# JOB:
Change every "one pin apiece" in the data below to "a single pin each" and write all the lines out again with nothing else altered. Leave the pictures out.

Coordinate annotation data
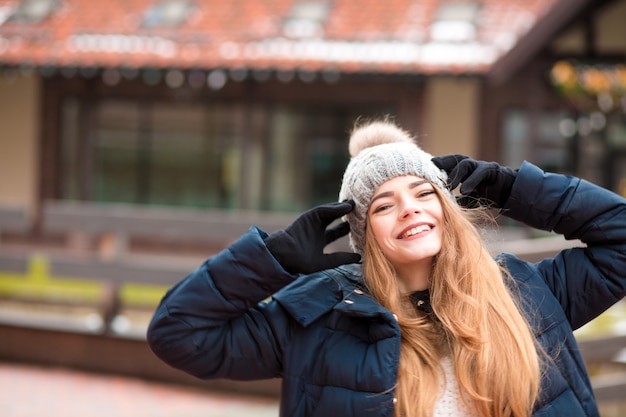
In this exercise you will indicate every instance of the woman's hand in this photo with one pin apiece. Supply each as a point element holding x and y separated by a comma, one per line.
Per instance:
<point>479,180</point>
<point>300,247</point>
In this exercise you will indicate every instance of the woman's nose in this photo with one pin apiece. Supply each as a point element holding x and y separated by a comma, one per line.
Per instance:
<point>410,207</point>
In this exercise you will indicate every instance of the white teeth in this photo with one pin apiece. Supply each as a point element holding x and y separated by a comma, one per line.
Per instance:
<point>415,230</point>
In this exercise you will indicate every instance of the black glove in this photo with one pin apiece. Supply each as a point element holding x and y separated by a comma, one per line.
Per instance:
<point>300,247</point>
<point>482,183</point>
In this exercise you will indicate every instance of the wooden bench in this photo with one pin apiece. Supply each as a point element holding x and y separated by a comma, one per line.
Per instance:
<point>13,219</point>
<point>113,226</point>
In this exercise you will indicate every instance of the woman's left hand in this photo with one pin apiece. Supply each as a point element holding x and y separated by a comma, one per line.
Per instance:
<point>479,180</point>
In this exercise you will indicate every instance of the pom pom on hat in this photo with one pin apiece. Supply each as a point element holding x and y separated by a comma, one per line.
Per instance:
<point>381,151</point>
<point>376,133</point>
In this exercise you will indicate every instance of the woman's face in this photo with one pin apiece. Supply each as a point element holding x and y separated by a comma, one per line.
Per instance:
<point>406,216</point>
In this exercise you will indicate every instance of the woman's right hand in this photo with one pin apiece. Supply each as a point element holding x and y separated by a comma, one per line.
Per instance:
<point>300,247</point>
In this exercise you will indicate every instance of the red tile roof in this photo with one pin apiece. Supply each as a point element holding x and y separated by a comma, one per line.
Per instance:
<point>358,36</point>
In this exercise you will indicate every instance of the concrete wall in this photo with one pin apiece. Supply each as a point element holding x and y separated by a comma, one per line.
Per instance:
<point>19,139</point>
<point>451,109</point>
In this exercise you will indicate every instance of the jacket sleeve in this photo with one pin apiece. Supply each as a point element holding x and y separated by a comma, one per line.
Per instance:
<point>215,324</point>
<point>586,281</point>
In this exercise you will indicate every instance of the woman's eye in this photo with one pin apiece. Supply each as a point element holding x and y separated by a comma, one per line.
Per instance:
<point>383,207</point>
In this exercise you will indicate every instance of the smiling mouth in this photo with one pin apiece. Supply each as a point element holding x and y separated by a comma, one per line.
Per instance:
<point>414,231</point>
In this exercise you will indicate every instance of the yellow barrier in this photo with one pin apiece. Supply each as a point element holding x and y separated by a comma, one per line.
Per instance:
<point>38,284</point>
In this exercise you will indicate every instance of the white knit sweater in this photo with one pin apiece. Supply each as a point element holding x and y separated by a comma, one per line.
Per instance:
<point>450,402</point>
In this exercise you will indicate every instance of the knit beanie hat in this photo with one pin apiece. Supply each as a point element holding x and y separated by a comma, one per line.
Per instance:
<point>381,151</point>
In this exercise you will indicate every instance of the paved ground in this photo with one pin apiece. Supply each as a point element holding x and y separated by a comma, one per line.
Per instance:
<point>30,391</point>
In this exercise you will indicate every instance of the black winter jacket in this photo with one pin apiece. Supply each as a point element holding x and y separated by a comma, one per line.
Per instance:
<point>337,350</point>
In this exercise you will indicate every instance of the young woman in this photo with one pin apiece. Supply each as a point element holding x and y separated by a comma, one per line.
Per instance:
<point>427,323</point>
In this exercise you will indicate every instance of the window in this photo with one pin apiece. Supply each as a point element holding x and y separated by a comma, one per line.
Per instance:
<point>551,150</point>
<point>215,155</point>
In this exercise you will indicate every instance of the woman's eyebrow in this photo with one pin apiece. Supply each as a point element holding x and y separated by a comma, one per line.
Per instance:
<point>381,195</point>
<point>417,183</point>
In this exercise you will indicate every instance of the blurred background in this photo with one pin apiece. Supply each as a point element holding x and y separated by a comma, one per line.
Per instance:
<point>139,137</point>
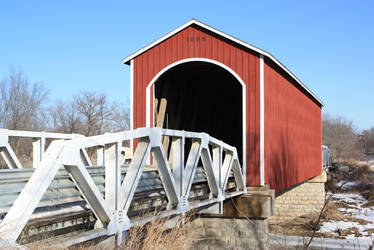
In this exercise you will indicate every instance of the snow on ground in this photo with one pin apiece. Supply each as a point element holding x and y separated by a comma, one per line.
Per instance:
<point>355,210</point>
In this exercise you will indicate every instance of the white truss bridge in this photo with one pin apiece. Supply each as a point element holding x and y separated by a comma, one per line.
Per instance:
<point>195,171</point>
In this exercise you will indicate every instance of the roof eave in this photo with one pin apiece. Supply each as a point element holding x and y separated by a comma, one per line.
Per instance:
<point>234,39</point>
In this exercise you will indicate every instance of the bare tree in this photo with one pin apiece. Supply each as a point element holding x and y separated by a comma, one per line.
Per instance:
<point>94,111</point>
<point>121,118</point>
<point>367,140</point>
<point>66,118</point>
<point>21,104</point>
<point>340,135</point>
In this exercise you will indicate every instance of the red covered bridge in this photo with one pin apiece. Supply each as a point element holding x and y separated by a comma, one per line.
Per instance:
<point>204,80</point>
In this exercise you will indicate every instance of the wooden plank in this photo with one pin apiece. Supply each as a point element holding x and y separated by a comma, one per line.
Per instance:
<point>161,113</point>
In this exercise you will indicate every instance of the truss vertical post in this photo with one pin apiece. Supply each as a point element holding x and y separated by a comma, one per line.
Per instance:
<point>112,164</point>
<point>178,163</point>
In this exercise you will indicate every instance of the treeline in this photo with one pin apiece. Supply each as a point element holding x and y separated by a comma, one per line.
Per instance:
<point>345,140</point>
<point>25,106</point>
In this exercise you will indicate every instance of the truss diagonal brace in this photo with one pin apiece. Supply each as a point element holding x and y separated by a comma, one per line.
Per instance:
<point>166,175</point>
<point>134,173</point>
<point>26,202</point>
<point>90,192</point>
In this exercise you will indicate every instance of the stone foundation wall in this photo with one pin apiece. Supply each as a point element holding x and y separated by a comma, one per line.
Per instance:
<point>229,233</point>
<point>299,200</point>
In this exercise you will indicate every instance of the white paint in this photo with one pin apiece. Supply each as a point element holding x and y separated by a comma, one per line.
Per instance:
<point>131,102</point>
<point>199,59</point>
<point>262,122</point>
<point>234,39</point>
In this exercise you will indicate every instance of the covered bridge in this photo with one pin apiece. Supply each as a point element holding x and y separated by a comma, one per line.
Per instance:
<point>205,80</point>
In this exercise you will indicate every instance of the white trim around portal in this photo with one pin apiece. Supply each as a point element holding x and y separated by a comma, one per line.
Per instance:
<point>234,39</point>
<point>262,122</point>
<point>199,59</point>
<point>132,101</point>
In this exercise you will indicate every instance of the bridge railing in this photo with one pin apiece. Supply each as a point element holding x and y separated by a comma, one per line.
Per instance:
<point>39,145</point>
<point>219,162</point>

# OUTPUT BELOW:
In this exercise you will indicate every instance of the woman's hand in this photo with a single pin each. Supply each as a point element holding x and y separated by a comma, one per line.
Per instance:
<point>479,180</point>
<point>300,247</point>
In this exercise you will indicate every instance of the woman's nose in this photo with a single pin each. Supply each as a point element holding x and y separated by a comma, one per line.
Per instance:
<point>410,207</point>
In this exercise you will indicate every instance of the white teeth in this photo with a single pin each. Supply each as a point element holding x and y separated by a comma, one per line.
Per instance:
<point>415,230</point>
In this exercise you will indicate every instance of the black glove in this photo with a single pin each. Supply each as a point element holding x and y separated by a comma, one per line.
Per instance:
<point>300,247</point>
<point>482,183</point>
In this exercise you will indicate every instance of the wooden bench in this photo with a single pin each. Supply each as a point element holding x and y separated by a comma, one per line.
Per instance:
<point>13,219</point>
<point>113,226</point>
In this exercise you will indicate every instance of the woman's left hand in this photo with a single pin each. Supply each as a point element holding x and y separated by a comma, one per line.
Per instance:
<point>479,180</point>
In this exercise you will indicate every instance of the pom pom on hat in this photo with a single pin each. Supply each as a point element holding x and y separated by a comma, one per line.
Per instance:
<point>381,151</point>
<point>376,133</point>
In this exercise you will indicate every instance of the woman's face in this photo with a single pin each. Supply each as a point element holding x and y separated by a comma, one per line.
Per instance:
<point>406,216</point>
In this exercise you will indicate every instance of the woman's right hand in this photo with a single pin each. Supply each as a point element holding x and y separated by a comma, one per line.
Per instance:
<point>300,247</point>
In this exercise you will indicate every instance of the red tile roof in this photo with a single pin each. Supply each as a point element holding x and y separated by a comma, one per line.
Per instance:
<point>358,36</point>
In this exercise you will indicate every instance of the concrete wall in this photo with a single pin each. Supply each as a point element holding x and y separated by a comma, one per line.
Per instance:
<point>19,139</point>
<point>451,109</point>
In this exercise you will indicate every instance of the jacket sleeve in this photo with a single pin each. Supply each as a point element holding x and y separated by a comma, one per line.
Per instance:
<point>215,324</point>
<point>586,281</point>
In this exercise you will indicate every instance of the woman's eye in this photo with a single pin each. Supply each as a point element holding x and y separated by a comma, one per line.
Per instance:
<point>383,207</point>
In this exercise you will indicate every instance of the smiling mouth in this photo with a single pin each. Supply each as a point element holding x and y separated by a comma, one per line.
Per instance:
<point>414,231</point>
In this exercise you will indicate every instance of the yellow barrier in this photo with a single pin each. Supply each as a point element holding x and y separated by a comma, one per line.
Per instance:
<point>38,284</point>
In this exercise you will indicate every instance of the white knit sweater in this photo with a single pin each. Supply each as a point element holding x and y separated by a comma, one per line.
Per instance:
<point>450,402</point>
In this exercise you will indicate every instance of the knit beanie hat in this photo with a single pin each. Supply each as a point element holding x and y separated by a comma, one per line.
Per instance:
<point>381,151</point>
In this exercise you will indicate every instance of the paved ground in this photo with a single pin each. Supply each as a point element holding x and y separated by a comma, one per line.
Per instance:
<point>30,391</point>
In this exercise you will indicate every instance of the black winter jacket in this photo with a single pin each. Supply each as a point element holding x and y separated by a comma, one per line.
Per instance:
<point>337,350</point>
In this exercise you will indicate every instance of the young woman in this photo with a single pin each. Supply each as a point element holding x and y separated by a comma, one per line.
Per instance:
<point>427,323</point>
In this exercise you will indicate every instance of the window in this photo with a single pin each. Supply each as a point element holding x and y separated by a comma, one per line.
Per instance:
<point>551,150</point>
<point>215,155</point>
In this exercise you will indicate every instance of the woman's eyebrow in this photo with a single pin each. Supply each as a point element holding x and y separated by a comma, one per line.
Per instance:
<point>381,195</point>
<point>417,183</point>
In this exercise you will indicate every instance of the blurred background in this photo with a single pin each. Supply each as a point element holding x and y separated by a comma, one per line.
Per instance:
<point>139,137</point>
In this exercise you will indicate every instance of the snow on ground in this photo with a single pin each. Supply each as a point element holding x and y separated by a comma, one per line.
Per instance:
<point>355,210</point>
In this exercise you will indicate every instance of the white truss bridge in this photo with a single pin each. Supply each as a point element holding x and y separated by a comma, one per line.
Per instance:
<point>195,171</point>
In this exercise you will indicate every instance of the roof eave in this photo with a single pin each. Supply each as a point element holding x and y separated by a comma, one per line.
Per instance:
<point>234,39</point>
In this exercise you will indicate every instance of the bare tree in this photo with a single pin each. Supply each as a point element holding x and y separated by a comma, one per line.
Per instance:
<point>94,111</point>
<point>121,118</point>
<point>367,140</point>
<point>66,118</point>
<point>21,104</point>
<point>340,135</point>
In this exercise you will indicate every instance of the red covered bridge in this photo with a single pin each. Supply each as a point element holding x and y separated by a comma, one per line.
Per instance:
<point>204,80</point>
In this exercise you will indicate every instance of the wooden plank in this photo with a single pin each. Supply each as a point element holding x and y separated by a comma, one per line.
Per instance:
<point>161,113</point>
In this exercise you will indicate every instance of the truss vertical post in this photo with a single pin each. Supply each as a point element holding x and y separated by a comma, one per line.
Per instance:
<point>112,164</point>
<point>178,163</point>
In this exercise you will indicate every instance of the treeline in this photo with a single pin each. Supply each as a point element holding x and y separated by a comma, one per line.
Per instance:
<point>345,140</point>
<point>25,106</point>
In this exercise you will indicate every instance of the truss diagonal brace in this photo with a single pin each. Supply each as a point element holding x and y separated by a comma, one per line.
Per instance:
<point>166,175</point>
<point>134,173</point>
<point>26,202</point>
<point>90,192</point>
In this exercise you will indicate every instance of the stone foundation wall in this photo with a single pin each. Supply each as a point element holding x and y separated by a comma, one per line.
Per instance:
<point>229,233</point>
<point>299,200</point>
In this exercise you will indicate every instance of the white paint in this photo with a single pin each. Supply each as a point element holding x and y separated by a comma, one per line.
Per instance:
<point>131,102</point>
<point>199,59</point>
<point>262,122</point>
<point>234,39</point>
In this exercise you will indicate every instance of the covered bridge in this photo with a single pin each. Supply each as a point element holding x and y separated by a comma, one per line.
Per instance:
<point>205,80</point>
In this exercise you will indicate every instance of the white trim around portal in this photo with a single pin each. Supply each as a point element holding x and y separated by a comma, one per line.
Per instance:
<point>234,39</point>
<point>262,122</point>
<point>199,59</point>
<point>132,101</point>
In this exercise you will indicate every instance of the bridge railing in this photo with a single pin each. Supply each as a point element holding x and y separated by a comma, one per line.
Per instance:
<point>39,145</point>
<point>219,162</point>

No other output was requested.